**Data extract:**
·····

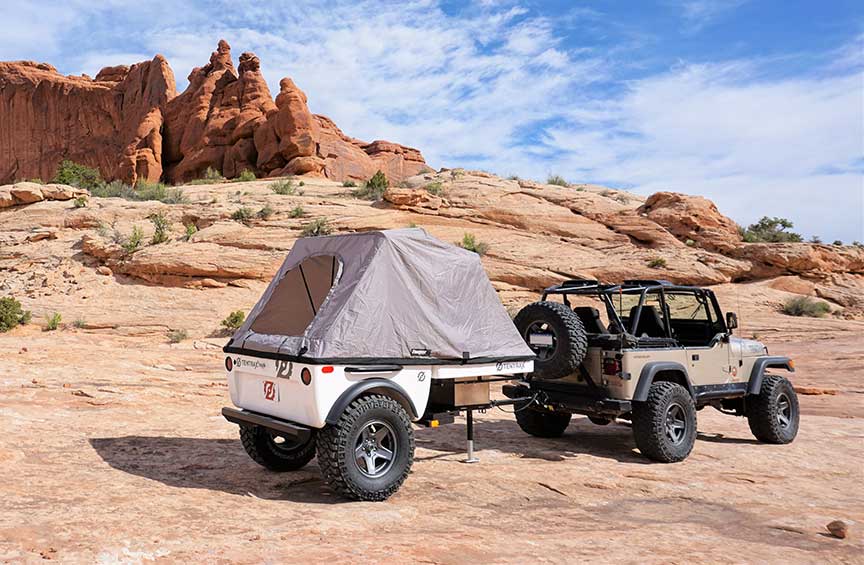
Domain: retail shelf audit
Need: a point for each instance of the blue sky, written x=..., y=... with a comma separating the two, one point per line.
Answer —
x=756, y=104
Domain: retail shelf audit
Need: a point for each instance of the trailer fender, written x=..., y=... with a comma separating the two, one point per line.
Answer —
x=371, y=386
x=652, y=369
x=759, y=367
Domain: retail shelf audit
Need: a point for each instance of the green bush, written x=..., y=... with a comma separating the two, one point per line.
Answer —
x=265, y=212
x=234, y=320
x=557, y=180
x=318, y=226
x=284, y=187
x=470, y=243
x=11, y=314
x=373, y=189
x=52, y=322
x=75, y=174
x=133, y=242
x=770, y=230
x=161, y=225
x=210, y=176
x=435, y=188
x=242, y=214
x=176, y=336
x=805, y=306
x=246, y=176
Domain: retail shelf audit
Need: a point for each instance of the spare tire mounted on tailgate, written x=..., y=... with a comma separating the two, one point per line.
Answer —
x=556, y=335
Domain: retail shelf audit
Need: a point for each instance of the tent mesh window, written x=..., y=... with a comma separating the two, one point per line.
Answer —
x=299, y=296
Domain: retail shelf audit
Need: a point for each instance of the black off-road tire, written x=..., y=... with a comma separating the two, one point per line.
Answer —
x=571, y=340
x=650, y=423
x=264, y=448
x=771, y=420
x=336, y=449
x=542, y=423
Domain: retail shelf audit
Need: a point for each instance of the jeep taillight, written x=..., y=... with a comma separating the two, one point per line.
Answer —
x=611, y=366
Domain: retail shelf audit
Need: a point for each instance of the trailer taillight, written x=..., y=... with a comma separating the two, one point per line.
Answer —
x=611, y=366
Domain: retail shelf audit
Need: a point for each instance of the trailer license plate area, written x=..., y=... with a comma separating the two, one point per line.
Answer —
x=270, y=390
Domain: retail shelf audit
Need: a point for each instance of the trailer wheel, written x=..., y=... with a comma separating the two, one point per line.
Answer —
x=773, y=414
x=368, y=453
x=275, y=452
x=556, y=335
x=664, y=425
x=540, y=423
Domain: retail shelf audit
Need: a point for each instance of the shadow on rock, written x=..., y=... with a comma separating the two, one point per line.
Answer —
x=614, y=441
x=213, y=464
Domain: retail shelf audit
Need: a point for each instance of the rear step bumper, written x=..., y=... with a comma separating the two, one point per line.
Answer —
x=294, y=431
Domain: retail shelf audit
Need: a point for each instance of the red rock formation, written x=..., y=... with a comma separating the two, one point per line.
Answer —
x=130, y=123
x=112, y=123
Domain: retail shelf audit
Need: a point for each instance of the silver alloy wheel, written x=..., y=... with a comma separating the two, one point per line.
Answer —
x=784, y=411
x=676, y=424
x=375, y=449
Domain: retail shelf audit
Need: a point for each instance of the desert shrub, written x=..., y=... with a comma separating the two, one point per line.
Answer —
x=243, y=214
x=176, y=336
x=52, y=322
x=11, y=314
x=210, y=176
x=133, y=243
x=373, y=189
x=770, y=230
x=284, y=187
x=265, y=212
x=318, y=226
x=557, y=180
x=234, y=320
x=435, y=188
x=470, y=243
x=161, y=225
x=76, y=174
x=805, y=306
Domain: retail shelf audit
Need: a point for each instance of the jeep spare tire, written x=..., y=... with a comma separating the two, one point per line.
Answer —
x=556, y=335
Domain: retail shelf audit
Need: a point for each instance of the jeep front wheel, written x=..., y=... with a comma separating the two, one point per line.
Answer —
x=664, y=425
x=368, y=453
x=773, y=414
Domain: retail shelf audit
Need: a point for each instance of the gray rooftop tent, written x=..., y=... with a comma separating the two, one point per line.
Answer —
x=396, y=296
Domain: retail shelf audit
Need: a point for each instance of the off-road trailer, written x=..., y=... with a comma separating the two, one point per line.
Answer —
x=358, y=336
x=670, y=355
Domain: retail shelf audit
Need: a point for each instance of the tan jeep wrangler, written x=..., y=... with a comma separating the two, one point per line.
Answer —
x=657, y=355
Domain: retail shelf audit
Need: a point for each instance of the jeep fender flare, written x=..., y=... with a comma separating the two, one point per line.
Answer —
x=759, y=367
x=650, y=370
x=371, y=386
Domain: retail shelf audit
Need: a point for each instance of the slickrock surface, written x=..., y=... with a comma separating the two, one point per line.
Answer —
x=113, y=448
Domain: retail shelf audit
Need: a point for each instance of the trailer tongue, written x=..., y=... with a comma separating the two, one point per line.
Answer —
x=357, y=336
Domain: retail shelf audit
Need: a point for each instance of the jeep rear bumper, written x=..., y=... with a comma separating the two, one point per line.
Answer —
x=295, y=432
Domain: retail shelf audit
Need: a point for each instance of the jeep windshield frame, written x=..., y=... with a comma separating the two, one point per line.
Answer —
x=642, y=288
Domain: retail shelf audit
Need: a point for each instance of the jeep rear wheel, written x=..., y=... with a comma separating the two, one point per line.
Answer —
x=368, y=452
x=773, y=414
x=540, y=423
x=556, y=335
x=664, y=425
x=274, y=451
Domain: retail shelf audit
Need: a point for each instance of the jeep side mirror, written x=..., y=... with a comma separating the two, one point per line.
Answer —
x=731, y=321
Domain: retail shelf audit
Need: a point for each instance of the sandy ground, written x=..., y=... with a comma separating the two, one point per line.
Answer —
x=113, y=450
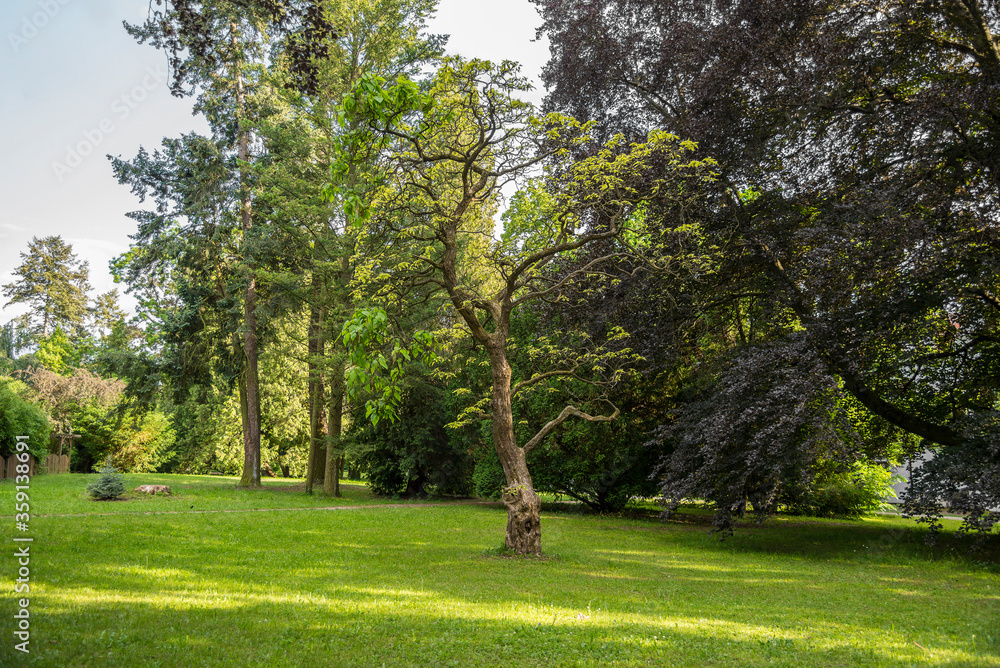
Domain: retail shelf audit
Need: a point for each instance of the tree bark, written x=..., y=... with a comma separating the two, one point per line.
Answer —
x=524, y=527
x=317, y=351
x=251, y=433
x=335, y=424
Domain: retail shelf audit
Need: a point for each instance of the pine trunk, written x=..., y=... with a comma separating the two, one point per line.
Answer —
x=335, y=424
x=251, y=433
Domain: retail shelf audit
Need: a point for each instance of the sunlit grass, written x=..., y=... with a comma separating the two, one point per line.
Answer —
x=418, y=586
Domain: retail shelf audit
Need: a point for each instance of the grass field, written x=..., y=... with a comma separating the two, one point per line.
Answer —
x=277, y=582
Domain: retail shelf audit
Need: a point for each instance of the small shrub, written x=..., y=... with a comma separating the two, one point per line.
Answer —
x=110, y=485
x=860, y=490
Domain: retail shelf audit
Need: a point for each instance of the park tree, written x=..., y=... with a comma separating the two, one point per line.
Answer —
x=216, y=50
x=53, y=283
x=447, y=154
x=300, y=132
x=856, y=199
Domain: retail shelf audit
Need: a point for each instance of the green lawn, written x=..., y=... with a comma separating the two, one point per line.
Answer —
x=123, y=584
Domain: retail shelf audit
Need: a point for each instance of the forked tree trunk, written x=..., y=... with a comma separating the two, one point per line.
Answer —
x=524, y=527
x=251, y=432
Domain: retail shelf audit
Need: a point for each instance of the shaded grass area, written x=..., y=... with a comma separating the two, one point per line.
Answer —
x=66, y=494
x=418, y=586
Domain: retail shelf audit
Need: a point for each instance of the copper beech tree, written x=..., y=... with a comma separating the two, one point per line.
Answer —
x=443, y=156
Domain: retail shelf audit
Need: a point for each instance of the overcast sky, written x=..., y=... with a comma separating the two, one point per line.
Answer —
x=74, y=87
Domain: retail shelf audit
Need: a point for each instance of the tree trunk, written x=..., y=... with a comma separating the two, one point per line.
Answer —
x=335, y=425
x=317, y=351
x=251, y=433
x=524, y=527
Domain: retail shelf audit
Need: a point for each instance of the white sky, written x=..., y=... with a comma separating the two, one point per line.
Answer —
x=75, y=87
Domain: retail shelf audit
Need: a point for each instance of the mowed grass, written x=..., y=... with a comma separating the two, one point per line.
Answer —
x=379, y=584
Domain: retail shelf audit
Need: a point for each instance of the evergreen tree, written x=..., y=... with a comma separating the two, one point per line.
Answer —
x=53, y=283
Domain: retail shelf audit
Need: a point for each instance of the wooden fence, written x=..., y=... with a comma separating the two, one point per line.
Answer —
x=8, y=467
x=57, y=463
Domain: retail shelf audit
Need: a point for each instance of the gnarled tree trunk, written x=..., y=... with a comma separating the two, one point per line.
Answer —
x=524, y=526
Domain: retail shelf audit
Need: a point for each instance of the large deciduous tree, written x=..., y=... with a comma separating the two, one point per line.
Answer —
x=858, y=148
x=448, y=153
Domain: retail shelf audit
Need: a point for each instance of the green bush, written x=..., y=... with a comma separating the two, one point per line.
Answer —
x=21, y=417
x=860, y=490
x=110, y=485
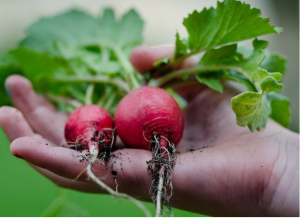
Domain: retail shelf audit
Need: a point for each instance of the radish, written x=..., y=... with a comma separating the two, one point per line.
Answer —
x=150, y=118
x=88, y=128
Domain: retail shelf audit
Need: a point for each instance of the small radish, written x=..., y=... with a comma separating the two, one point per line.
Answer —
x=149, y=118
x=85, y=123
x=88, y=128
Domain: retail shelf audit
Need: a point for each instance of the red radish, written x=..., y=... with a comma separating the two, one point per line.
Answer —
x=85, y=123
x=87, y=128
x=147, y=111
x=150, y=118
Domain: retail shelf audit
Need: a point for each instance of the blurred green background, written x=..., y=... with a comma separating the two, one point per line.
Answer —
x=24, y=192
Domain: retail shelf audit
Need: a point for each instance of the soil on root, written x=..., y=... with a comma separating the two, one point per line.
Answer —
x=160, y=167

·····

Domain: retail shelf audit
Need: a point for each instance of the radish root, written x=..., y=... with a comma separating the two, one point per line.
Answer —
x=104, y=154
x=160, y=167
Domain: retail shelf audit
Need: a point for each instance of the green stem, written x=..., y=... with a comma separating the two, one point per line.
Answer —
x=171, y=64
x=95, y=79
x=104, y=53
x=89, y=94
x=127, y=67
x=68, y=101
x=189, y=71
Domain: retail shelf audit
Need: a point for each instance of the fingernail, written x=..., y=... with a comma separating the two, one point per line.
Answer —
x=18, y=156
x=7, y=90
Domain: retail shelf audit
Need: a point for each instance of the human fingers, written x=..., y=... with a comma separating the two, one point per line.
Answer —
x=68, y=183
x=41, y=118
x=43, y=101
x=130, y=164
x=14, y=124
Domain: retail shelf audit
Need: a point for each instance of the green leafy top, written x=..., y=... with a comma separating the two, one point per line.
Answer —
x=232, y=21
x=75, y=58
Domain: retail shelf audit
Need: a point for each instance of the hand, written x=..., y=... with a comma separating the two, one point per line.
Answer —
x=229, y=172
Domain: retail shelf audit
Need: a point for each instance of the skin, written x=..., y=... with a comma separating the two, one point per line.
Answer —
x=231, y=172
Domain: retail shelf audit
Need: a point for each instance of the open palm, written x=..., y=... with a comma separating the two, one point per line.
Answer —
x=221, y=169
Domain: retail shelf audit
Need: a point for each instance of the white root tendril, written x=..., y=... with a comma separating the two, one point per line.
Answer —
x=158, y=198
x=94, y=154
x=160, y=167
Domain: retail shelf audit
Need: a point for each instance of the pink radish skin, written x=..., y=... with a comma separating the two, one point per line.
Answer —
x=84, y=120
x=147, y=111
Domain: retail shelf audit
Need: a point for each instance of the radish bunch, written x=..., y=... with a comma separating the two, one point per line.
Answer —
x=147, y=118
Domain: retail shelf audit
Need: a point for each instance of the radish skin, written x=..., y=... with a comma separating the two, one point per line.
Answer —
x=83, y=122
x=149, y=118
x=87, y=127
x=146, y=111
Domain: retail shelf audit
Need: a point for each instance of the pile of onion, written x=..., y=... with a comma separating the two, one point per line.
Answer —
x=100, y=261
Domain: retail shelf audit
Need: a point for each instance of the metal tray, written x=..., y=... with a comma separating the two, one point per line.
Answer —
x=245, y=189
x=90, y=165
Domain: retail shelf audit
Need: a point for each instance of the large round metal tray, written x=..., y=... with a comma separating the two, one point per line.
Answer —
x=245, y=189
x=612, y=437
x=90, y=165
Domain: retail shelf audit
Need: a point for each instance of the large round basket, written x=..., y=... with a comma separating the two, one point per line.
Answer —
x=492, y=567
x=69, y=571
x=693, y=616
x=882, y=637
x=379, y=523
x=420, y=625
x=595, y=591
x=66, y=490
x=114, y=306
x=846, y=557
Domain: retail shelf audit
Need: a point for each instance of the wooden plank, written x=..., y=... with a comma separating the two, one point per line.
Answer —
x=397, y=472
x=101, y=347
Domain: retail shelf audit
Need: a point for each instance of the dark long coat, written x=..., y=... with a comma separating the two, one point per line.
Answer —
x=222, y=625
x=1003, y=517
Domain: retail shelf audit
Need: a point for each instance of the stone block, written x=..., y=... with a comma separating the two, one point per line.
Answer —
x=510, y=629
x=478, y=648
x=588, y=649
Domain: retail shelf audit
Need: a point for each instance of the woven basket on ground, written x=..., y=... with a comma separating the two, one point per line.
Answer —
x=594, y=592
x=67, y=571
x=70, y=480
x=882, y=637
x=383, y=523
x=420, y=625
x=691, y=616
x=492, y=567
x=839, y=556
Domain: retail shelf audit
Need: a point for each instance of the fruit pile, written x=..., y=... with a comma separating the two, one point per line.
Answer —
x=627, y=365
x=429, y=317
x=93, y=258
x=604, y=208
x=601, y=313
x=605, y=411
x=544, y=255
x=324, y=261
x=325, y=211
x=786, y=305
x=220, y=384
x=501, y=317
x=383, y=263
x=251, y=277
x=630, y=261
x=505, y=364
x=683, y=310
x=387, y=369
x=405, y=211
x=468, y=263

·····

**Your task:** Tally the lines above that contain the string "basket", treating uppercase and lowercase letters as distinct, and give only the number.

**Output for this task:** 2